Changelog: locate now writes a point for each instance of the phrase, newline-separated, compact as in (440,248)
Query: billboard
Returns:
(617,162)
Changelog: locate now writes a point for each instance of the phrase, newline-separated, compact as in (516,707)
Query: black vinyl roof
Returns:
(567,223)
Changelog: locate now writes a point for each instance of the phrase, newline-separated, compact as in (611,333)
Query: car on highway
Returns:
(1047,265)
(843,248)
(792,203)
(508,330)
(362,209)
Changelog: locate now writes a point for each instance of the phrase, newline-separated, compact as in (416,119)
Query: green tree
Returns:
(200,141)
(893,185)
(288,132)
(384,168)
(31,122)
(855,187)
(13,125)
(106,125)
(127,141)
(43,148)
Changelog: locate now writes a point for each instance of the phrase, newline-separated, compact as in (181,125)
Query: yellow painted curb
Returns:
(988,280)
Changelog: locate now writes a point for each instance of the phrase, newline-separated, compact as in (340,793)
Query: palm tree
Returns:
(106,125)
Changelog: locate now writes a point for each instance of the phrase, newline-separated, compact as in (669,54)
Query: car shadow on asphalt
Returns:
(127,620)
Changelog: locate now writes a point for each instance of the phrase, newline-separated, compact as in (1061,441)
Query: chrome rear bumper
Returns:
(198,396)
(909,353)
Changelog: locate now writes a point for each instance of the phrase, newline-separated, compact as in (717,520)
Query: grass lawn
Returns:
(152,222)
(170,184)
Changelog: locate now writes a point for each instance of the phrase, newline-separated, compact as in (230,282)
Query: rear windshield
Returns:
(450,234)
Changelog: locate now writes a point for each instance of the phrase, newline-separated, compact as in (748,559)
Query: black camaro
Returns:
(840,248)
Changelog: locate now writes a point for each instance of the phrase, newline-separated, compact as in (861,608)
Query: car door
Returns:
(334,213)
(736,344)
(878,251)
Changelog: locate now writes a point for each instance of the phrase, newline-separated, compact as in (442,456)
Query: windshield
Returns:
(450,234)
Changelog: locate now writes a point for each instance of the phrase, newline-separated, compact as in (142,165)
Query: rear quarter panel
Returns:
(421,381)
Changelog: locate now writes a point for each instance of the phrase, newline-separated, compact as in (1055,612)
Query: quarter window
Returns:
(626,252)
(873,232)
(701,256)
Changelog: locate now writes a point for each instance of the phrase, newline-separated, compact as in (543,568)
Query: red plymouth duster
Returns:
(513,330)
————
Can you copy out all of the lines above word for word, without changing anything?

Changelog: locate now writes a point for each instance of the phrase, newline-separated, compact as in (440,248)
Query: billboard
Returns:
(617,162)
Changelog: locate now writes a point for each instance of the phrase, newline-separated, compact as in (516,707)
Query: black vinyl roof
Returns:
(567,223)
Changelog: locate now writes a point for each instance of the phrase, newline-separated, compact as in (611,333)
Query: car on highway
Returns:
(1047,265)
(843,248)
(792,203)
(508,330)
(362,209)
Changelog: locate now writes a point for each instance of the phrase, newline-separated, compact as in (416,119)
Query: green tree
Returns:
(200,141)
(893,185)
(288,132)
(384,168)
(31,122)
(855,187)
(13,125)
(106,125)
(127,141)
(43,148)
Changelog: locate now writes a point for each instance of the phrase, newline-separated, compact as in (181,125)
Query: yellow painted curb
Returns:
(988,280)
Changelog: locate now writes a point for each instance of the phrase, newline-separated, compact as in (340,793)
Query: palm tree
Returns:
(106,125)
Changelog: locate now writes a point for each instance of the phrase, newline-separated, compact as in (669,54)
Query: car shadow on asphalt
Returns:
(127,620)
Changelog: locate now writes a point for each instance of the phrase, newline-separated, compact as in (1061,441)
Query: chrome rear bumper
Returns:
(198,396)
(909,353)
Changelog: locate now writes a point for each instance of the phrase, newline-separated, compact as in (717,520)
Query: grass lawn
Returns:
(152,222)
(170,184)
Changelog: locate now writes a point for each instance of the phrase, newline-separated, compact as in (230,282)
Query: rear windshield
Returns:
(450,234)
Changelog: locate now writes a point for each instance of the phrase, newline-separated, compact as in (748,559)
Query: black camaro
Returns:
(840,248)
Changelog: locate now writes a point for each instance of the phrase, newline-separated, compact as in (861,608)
Query: car door
Returns:
(334,213)
(736,344)
(878,251)
Changelog: locate now writes a point for each instance of the phrase, newline-separated, compact as in (442,456)
Query: windshield
Returns:
(450,234)
Changelog: locate now writes a point for each instance of the phrase, newline-separated, compact as in (142,165)
Query: rear quarter panel
Returns:
(421,381)
Changelog: locate now writes a point for each instance of the phrase, newline-separated, compact as in (1055,612)
Query: quarter window
Returns:
(626,252)
(873,232)
(701,256)
Changelog: locate now writes a point for each instance of the phrase, newline-separated, compact as in (543,568)
Query: red plymouth duster
Returns:
(513,330)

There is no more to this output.